• [WRITTEN PROBLEM]: Report every line below that contains the word "glass", copying each one in full. Case counts.

(Point annotation dataset lines)

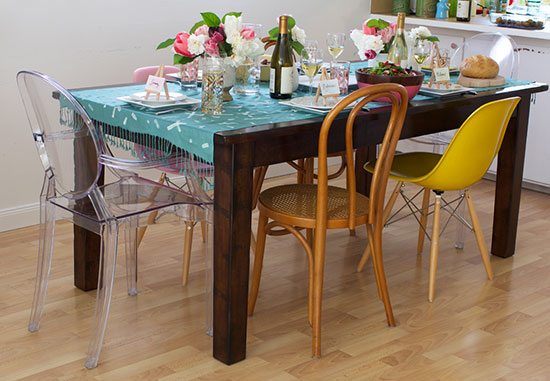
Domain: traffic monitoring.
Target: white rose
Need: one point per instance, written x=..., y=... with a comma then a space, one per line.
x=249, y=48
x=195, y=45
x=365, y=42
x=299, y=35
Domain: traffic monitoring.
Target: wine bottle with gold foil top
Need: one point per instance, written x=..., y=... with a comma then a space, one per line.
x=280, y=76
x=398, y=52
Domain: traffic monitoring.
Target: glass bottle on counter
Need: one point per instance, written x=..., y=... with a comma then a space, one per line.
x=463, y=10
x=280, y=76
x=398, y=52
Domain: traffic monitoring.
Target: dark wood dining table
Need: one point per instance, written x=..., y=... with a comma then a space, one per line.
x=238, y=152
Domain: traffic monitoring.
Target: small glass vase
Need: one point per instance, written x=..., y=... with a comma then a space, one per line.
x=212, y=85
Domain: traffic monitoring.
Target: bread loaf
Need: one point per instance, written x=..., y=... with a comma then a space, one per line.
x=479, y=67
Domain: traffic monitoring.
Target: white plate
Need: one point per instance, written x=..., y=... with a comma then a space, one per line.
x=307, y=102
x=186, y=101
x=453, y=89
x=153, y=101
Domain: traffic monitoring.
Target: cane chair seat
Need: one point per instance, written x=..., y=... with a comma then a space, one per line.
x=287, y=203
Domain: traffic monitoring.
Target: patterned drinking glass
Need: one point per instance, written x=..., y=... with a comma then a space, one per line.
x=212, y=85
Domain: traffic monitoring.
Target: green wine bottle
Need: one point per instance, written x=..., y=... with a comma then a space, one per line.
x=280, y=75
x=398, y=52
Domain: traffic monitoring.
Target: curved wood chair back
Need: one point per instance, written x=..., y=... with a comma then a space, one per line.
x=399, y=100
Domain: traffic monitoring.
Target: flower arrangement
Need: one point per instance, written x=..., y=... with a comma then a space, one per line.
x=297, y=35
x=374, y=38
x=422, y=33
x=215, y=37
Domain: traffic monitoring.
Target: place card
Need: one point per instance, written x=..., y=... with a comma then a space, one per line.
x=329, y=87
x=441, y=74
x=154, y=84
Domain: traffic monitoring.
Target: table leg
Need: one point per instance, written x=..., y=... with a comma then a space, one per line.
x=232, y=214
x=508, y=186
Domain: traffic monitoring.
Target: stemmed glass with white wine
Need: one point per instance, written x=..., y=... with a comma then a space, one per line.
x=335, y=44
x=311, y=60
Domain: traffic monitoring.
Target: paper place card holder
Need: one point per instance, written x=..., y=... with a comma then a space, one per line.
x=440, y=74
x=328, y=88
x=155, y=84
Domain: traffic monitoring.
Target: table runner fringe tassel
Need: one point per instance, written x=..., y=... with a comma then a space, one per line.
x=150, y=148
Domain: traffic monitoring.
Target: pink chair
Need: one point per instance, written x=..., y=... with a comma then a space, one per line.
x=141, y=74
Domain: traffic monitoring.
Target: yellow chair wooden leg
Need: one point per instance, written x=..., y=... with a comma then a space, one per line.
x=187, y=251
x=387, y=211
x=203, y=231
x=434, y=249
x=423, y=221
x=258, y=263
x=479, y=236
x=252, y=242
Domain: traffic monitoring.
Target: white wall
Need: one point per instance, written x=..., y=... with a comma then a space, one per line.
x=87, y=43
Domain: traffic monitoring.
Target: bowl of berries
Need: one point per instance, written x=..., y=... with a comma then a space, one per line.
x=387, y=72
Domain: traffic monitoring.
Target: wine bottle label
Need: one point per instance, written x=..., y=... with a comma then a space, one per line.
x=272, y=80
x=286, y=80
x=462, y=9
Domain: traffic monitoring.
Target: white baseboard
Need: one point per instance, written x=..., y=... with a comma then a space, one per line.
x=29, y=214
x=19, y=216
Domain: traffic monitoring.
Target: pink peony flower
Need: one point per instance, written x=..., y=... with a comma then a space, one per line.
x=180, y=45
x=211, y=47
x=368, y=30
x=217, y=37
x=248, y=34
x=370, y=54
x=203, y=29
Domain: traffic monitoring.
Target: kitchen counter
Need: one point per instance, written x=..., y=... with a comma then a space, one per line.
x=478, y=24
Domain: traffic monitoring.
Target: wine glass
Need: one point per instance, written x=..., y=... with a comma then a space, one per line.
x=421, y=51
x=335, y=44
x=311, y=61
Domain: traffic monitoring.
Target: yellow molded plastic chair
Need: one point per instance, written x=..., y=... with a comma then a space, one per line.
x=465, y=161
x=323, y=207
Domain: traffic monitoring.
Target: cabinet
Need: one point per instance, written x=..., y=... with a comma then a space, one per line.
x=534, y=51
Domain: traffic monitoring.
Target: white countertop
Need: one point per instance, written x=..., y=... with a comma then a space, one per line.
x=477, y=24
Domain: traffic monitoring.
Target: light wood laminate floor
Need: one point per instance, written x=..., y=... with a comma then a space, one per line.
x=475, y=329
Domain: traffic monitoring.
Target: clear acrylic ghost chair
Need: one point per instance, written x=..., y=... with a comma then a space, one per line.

• [RESPONSE TO THE EXERCISE]:
Target: glass bottle on counter
Target: small glass vase
Target: patterned drinking glass
Target: stemmed glass with white wine
Target: wine glass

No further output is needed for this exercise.